• The records:
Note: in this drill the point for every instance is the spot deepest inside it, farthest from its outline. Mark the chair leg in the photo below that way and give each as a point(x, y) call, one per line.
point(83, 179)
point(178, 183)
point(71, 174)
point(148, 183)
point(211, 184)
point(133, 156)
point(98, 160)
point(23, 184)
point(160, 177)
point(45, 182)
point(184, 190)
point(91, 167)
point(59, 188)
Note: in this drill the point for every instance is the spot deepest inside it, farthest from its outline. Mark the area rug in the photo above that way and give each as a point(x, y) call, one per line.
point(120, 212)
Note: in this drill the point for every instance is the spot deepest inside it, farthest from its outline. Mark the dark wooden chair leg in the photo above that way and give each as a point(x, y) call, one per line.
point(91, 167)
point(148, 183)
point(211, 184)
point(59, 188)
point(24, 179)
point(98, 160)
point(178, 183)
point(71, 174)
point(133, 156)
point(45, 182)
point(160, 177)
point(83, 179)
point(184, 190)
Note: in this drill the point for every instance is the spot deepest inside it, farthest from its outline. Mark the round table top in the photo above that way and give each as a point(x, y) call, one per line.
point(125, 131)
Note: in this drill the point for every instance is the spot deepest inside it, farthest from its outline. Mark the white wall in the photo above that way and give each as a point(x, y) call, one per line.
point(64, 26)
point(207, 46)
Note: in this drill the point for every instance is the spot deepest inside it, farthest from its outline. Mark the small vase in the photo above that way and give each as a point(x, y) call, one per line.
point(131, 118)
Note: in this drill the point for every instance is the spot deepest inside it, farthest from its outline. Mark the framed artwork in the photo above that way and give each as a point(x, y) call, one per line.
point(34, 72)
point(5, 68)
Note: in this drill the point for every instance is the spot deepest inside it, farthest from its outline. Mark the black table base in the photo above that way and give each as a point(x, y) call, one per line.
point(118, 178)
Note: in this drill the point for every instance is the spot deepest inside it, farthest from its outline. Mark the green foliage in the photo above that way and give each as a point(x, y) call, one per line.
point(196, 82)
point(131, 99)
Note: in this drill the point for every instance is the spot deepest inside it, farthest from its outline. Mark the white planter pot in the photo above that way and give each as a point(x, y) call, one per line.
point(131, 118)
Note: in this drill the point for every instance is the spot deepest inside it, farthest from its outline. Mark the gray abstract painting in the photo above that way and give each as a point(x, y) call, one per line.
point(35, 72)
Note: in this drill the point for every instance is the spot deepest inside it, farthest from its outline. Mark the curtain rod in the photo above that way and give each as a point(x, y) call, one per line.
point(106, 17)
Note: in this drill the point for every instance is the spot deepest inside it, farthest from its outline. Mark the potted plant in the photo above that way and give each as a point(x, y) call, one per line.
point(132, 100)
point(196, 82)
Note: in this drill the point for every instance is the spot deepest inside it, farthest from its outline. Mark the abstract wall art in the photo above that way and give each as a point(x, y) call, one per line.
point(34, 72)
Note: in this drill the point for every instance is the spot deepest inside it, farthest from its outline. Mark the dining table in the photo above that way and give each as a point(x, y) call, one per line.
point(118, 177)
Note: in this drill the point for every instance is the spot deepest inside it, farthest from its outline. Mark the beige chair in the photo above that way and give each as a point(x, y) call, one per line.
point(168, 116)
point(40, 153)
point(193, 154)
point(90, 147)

• Task description:
Reproduce every one of the lines above word for word, without changing anything.

• Final answer:
Note: in this drill the point for every instance is the spot deepest inside it, farthest from its outline. Mark the chair leg in the photo below that way and give each as a point(x, y) call, one per line.
point(83, 179)
point(178, 183)
point(71, 174)
point(148, 183)
point(211, 184)
point(133, 156)
point(98, 160)
point(23, 184)
point(160, 177)
point(45, 182)
point(184, 190)
point(91, 167)
point(59, 188)
Note: in this drill the point for every instance is the spot deepest inside it, farthest from its outline. Mark the area rug in the photo above that way and give each as a point(x, y) call, one per line.
point(120, 212)
Note: in this drill the point for every instance is the spot deepest inside it, farthest from its outline. Mark the dark wooden chair leg in the photo above that way and give each as a point(x, y) call, one per line.
point(91, 167)
point(148, 183)
point(211, 184)
point(59, 188)
point(24, 179)
point(98, 160)
point(178, 183)
point(71, 174)
point(133, 156)
point(45, 182)
point(160, 177)
point(83, 179)
point(184, 190)
Note: in this drill the point for every instance is the spot deepest inside it, farthest from its outline. Mark the round table top in the photo above that way and give each as a point(x, y) call, one per line.
point(125, 131)
Note: in this drill the point for every instance is the spot deepest inside it, farthest from its outline. Mark the white wall in the photo above that way and give each as a point(x, y) call, one per line.
point(64, 26)
point(207, 46)
Note: in this drill the point for every instance is the spot deepest inside it, farthest from its outline. Mark the small vase in the photo above that way and give each as a point(x, y) call, one per line.
point(131, 118)
Note: in this drill the point for every instance is the spot deepest inside it, farthest from its outline. Mark the framed artwork in the photo above that way and give each as a point(x, y) call, one per line.
point(34, 72)
point(5, 68)
Note: in this drill the point for every instance is the spot deepest inside it, farthest from its outline. Mark the black table base in the photo above that way and give each as a point(x, y) call, one per line.
point(118, 178)
Note: in this drill the point for every instance is the spot deepest inside it, farthest from its outline. Mark the green foliage in the photo above that way and give each as a point(x, y) call, one per line.
point(196, 82)
point(131, 99)
Note: in this drill the point for every instance is the spot deepest inside it, farthest from its outline. Mark the white planter pot in the photo above that way and give each as a point(x, y) call, one per line.
point(131, 118)
Note: in this drill the point for every instance is the spot deepest inside it, farthest from its outline. Mark the gray abstract painting in the photo above that way and give each as a point(x, y) call, one per line.
point(35, 72)
Note: in this drill the point for every instance is the spot deepest inside it, farthest from its outline. Mark the curtain rod in the photo above that way and give each as a point(x, y) call, one per line.
point(106, 17)
Note: in this drill the point for every instance is the spot deepest inside it, farthest from its outline. Mark the potted plant in the photo above that way and give each as a point(x, y) call, one per line.
point(132, 100)
point(196, 82)
Note: in this drill the point for every instance is the spot deepest inside it, farthest from its outline. Mark the abstract wall art in the photo above that way and give each as a point(x, y) call, one per line.
point(34, 72)
Note: in this drill the point for every instance is the spot deepest inside it, farthest from its outline. Mark the dining table in the photo above that way and give each as a point(x, y) call, one per line.
point(118, 177)
Note: in this drill the point for every instance is the spot deepest inside it, farthest from its outline. Mark the beige chair in the photo above that way and give each as a point(x, y) call, one per line.
point(168, 116)
point(40, 153)
point(193, 154)
point(90, 147)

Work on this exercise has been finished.